## CONSIGNE A
Dans le document sur la souveraineté nationale, qui sont les représentants selon l'article 2 de la Constitution de 1791 ?
## CONSIGNE B
Résumez en deux phrases le document sur la souveraineté de la nation.
## CONSIGNE C
Rédigez la suite du document sur la souveraineté nationale à partir de sa dernière phrase.
═════ DOCUMENT
Qu’est-ce le Tiers ? Tout, mais un tout entravé et opprimé. Que serait-il sans l’ordre privilégié ? Tout, mais un tout libre et florissant. Rien ne peut aller sans lui ; tout irait infiniment mieux sans les autres13.
L’abbé Siéyès identifie alors la « nation » au seul ordre du Tiers-État :
Le Tiers embrasse donc tout ce qui appartient à la nation ; et tout ce qui n’est pas le Tiers ne peut pas se regarder comme étant de la nation. Qu’est-ce que le Tiers ? TOUT14.
Cette nation est un être collectif doué d’une volonté qui doit être la source de la loi :
La nation existe avant tout, elle est l’origine de tout. Sa volonté est toujours légale, elle est la loi elle-même15.
La formulation de Siéyès, érigeant la nation en source première de toute légitimité, sert de matrice aux textes fondateurs de la Révolution française. Ainsi, la Déclaration de 1789, adoptée par l’Assemblée constituante en août 1789, transpose ce principe dans le droit, affirmant que :
Le principe de toute souveraineté réside essentiellement dans la nation.
La nation devient ainsi le véritable sujet de la souveraineté. En elle se résolvent les tensions entre l’autonomie individuelle et la nécessité d’un cadre commun : chaque citoyen est égal et libre, mais tous participent à une même volonté collective incarnée par la nation.
Cette nouvelle conception du pouvoir est ensuite consacrée juridiquement dans la Constitution de 1791, qui énonce :
Article 1 : La Souveraineté est une, indivisible, inaliénable et imprescriptible. Elle appartient à la Nation ; aucune section du peuple, ni aucun individu, ne peut s’en attribuer l’exercice.
Article 2 : La Nation, de qui seule émanent tous les pouvoirs, ne peut les exercer que par délégation. La Constitution française est représentative : les représentants sont le Corps législatif et le roi.
Ce déplacement du principe de souveraineté marque donc la rupture décisive avec les fondements traditionnels de la monarchie, coupant le peuple de toute référence à une transcendance supérieure. En effet, dans cette monarchie constitutionnelle, le roi Louis XVI n’est plus monarque de droit divin — le « lieutenant de Dieu », son représentant pour garantir Sa loi naturelle —, mais il devient le représentant de la nation et le garant des lois exprimées par les représentants du peuple de l’Assemblée législative :
Article 4 : Le roi, à son avènement au trône, ou dès qu’il aura atteint sa majorité, prêtera à la Nation, en présence du Corps législatif, le serment d’être fidèle à la Nation et à la loi, d’employer tout le pouvoir qui lui est délégué, à maintenir la Constitution décrétée par l’Assemblée nationale constituante, aux années 1789, 1790 et 1791, et à faire exécuter les lois.
══════════
═════ DONNÉES FOURNIES
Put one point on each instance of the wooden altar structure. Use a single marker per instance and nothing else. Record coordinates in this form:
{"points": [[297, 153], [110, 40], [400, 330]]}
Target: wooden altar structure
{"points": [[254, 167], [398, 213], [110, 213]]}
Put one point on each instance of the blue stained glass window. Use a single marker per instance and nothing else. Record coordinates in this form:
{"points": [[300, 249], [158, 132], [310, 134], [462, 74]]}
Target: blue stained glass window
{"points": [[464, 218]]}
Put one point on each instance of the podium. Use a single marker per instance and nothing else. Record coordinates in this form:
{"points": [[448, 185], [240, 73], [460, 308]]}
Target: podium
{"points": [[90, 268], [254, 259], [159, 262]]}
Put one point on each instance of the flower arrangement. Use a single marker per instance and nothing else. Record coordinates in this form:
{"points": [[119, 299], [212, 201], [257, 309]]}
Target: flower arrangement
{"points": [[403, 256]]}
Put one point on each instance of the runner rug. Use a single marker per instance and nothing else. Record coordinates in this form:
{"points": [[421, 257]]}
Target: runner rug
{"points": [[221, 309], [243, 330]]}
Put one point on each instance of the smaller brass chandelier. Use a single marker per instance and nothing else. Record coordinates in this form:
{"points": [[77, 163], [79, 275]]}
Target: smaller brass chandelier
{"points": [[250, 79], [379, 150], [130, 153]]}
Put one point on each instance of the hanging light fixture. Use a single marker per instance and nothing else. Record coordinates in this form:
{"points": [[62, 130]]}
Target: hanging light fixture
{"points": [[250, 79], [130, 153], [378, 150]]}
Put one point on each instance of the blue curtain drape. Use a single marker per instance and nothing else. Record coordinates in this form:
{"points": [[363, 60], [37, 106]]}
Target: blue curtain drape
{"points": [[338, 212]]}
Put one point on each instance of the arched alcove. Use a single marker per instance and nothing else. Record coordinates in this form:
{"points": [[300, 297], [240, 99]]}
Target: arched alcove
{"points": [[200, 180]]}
══════════
## RÉPONSE A
Le Corps législatif et le roi.

## RÉPONSE B
Siéyès identifie la nation au seul Tiers-État et en fait un être collectif dont la volonté est la source de la loi, principe que la Déclaration de 1789 transpose dans le droit. La Constitution de 1791 consacre ensuite la souveraineté de la nation, et Louis XVI cesse d'être monarque de droit divin pour devenir le représentant de la nation et le garant des lois.

## RÉPONSE C
Le principe du droit des peuples-nations souverains à disposer d’eux-mêmes, une fois posé, n’est pas resté cantonné au seul cas français : il va fonder les mouvements d’émancipation nationale dans le monde entier. En témoigne la Charte des Nations Unies, adoptée en 1945 :
Développer entre les nations des relations amicales fondées sur le respect du principe de l’égalité de droits des peuples et de leur droit à disposer d’eux-mêmes… (Article I, S2.)
On voit donc comment, de la Révolution française au XXe siècle, s’est opérée une transformation radicale dans la définition de la communauté politique : Si dans la conception classique un peuple n’existe véritablement que dans et par l’organisation politique, en revanche, pour la modernité, le peuple-souverain/nation existe par lui-même, il est principe de lui-même, doué de volonté et autonome.
Ainsi, après 1789, la nation s’impose comme la nouvelle forme d’identité collective, cherchant à compenser les effets dissolvants de l’individualisme issu des droits de l’homme. Cependant, cette volonté attribuée au peuple n’est pas sans provoquer de critiques, dont l’une des plus pertinentes est celle de Louis de Bonald.
La critique de Bonald sur l’existence d’un peuple doué de raison
La conception moderne de la nation, en tant que peuple souverain, a suscité dès l’origine de vives objections de la part des penseurs traditionnels. Louis de Bonald, par exemple, récuse l’idée que le « peuple » puisse être un sujet collectif doté d’une volonté propre. Il explique :
Le peuple n’est qu’une foule d’individus isolés, indépendants les uns des autres dans leur être moral comme dans leur être physique, donc chacun a sa volonté comme il a ses organes, et par conséquent (peuple) est une fiction par laquelle on fait abstraction des individus qui le composent pour en faire un être collectif, être idéal, être de raison qu’on ne peut voir, entendre ni toucher ; et si l’on demande où est le peuple, il est partout par ses individus et n’est nulle part comme peuple.
C’est cet être idéal et sans réalité individuelle qu’on revêt de toutes les perfections, de toutes les qualités et de tous les pouvoirs ; à qui l’on attribue une volonté, une raison, une force et qui cependant ne peut avoir que les volontés presque toujours contradictoires des individus, leurs raisons discordantes, et leurs forces aveugles et brutales.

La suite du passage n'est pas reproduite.